◆ INSTRUCTION A:
Reproduce the passage on urban open spaces in Aydin word for word, in full.

◆ TEXT SECTION:
— Start —

Urban open spaces are vital part of urban landscapes with their own set of structure and function. Natural or man-made, they contribute to the quality of life in many ways (Burke and Ewan, 1999) by providing psychological (Chiesura, 2004) and recreational (Antrop, 2000) services. Thompson (2002) sees open spaces in cities as places to celebrate cultural diversity, to engage with natural processes and to conserve memories. They not only serve the social needs of the urbanites, but also contribute to urban ecosystems (Soule, 1991) at different rates. In spite of their benefits, these areas are affected by rapid urbanization (Wasilewski and Krukowski, 2004). Understanding the characteristics of different types of open spaces in an urban matrix may guide local authorities in the long term planning and design process. The assessment of change in open space system is equally important to take measures in maintaining livable cities.
The present study aims to investigate the effects of land use development on different open spaces in one of Turkeys rapidly growing city, Aydin. Specifically, the objectives are to define the types of open spaces and to detect the change in the open space system in the urban matrix. A set of recommendations pertaining to the long-term ecosystem planning of the area is presented. The city of Aydin has grown extremely since 1970s due to immigration from the eastern part of Turkey, immigration from rural areas to urban areas of the City and alterations in economic and social structure of the nation. Rapid urbanization caused significant conversion of the open space patches in and around the city (Deniz, 2005). The uncontrolled development and lack of sustainable planning signal the continuation of this trend in the future.

— End —

◆ INSTRUCTION B:
Write out every line of the records below again, requests included, and shift each coordinate in the answers by adding 39 to it.

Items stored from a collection
— Start —

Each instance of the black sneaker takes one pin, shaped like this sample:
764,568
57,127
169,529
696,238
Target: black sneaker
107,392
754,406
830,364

— End —

◆ WRITTEN REPLY A:
Urban open spaces are vital part of urban landscapes with their own set of structure and function. Natural or man-made, they contribute to the quality of life in many ways (Burke and Ewan, 1999) by providing psychological (Chiesura, 2004) and recreational (Antrop, 2000) services. Thompson (2002) sees open spaces in cities as places to celebrate cultural diversity, to engage with natural processes and to conserve memories. They not only serve the social needs of the urbanites, but also contribute to urban ecosystems (Soule, 1991) at different rates. In spite of their benefits, these areas are affected by rapid urbanization (Wasilewski and Krukowski, 2004). Understanding the characteristics of different types of open spaces in an urban matrix may guide local authorities in the long term planning and design process. The assessment of change in open space system is equally important to take measures in maintaining livable cities.
The present study aims to investigate the effects of land use development on different open spaces in one of Turkeys rapidly growing city, Aydin. Specifically, the objectives are to define the types of open spaces and to detect the change in the open space system in the urban matrix. A set of recommendations pertaining to the long-term ecosystem planning of the area is presented. The city of Aydin has grown extremely since 1970s due to immigration from the eastern part of Turkey, immigration from rural areas to urban areas of the City and alterations in economic and social structure of the nation. Rapid urbanization caused significant conversion of the open space patches in and around the city (Deniz, 2005). The uncontrolled development and lack of sustainable planning signal the continuation of this trend in the future.

◆ WRITTEN REPLY B:
Each instance of the black sneaker takes one pin, shaped like this sample:
764,568
57,127
169,529
696,238
Target: black sneaker
146,431
793,445
869,403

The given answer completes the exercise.